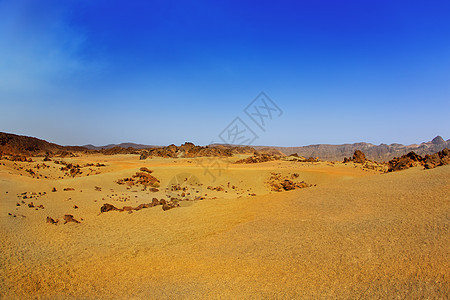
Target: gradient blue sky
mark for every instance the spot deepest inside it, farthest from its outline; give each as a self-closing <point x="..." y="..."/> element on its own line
<point x="161" y="72"/>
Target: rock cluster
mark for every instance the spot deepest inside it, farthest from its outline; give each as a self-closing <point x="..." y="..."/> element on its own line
<point x="257" y="158"/>
<point x="141" y="178"/>
<point x="358" y="157"/>
<point x="412" y="159"/>
<point x="166" y="205"/>
<point x="278" y="183"/>
<point x="189" y="150"/>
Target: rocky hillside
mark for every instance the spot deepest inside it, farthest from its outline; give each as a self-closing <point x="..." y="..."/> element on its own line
<point x="380" y="152"/>
<point x="12" y="144"/>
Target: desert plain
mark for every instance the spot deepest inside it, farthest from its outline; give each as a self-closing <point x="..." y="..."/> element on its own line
<point x="348" y="232"/>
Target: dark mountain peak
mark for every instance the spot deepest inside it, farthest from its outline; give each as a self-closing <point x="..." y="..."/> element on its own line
<point x="438" y="140"/>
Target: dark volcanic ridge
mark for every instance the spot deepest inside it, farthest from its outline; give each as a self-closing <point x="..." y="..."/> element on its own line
<point x="17" y="145"/>
<point x="382" y="152"/>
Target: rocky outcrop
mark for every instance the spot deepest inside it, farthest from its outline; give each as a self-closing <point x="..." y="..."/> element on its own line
<point x="380" y="153"/>
<point x="277" y="183"/>
<point x="412" y="159"/>
<point x="257" y="158"/>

SHORT PROBLEM =
Revise the listing above by replacing every occurrence of "rocky" with "stony" and leaving all else as it stands. Omit the pictures from your answer.

SOLVED PROBLEM =
Target: gradient blue sky
mark for every instance the spot deepest inside it, farthest from its outline; give each as a self-closing <point x="..." y="..."/> element on its own line
<point x="161" y="72"/>
Target: rock cluster
mark for every instance the spot deepest inside it, farthest from its outline; give each as a self-closing <point x="..." y="..."/> element on its own line
<point x="257" y="158"/>
<point x="141" y="178"/>
<point x="358" y="157"/>
<point x="412" y="159"/>
<point x="166" y="205"/>
<point x="278" y="183"/>
<point x="189" y="150"/>
Target: stony hillside
mark for every instance the spot deepest inside it, farthest from its outline; give each as a self-closing <point x="..." y="..."/> element on its own line
<point x="380" y="152"/>
<point x="12" y="144"/>
Target: desert plain
mark for every instance the spot deepest inside it, farthest from its outline; give each as a self-closing <point x="..." y="..."/> element on its own line
<point x="348" y="232"/>
Target: dark mountain peak
mark for every instance the spot deepest inside it, farthest from its outline; give each as a self-closing <point x="..." y="..."/> element on its own line
<point x="438" y="140"/>
Target: dark volcanic ridge
mark for every instance the spot deepest inside it, farthest from its outline; give each as a self-closing <point x="..." y="..."/> element on its own line
<point x="17" y="145"/>
<point x="382" y="152"/>
Target: stony outcrop
mark for every instance the spot deepest inside it, farthest from its outline; give each as a self-closing <point x="..." y="..."/> element on its own line
<point x="380" y="153"/>
<point x="277" y="183"/>
<point x="412" y="159"/>
<point x="257" y="158"/>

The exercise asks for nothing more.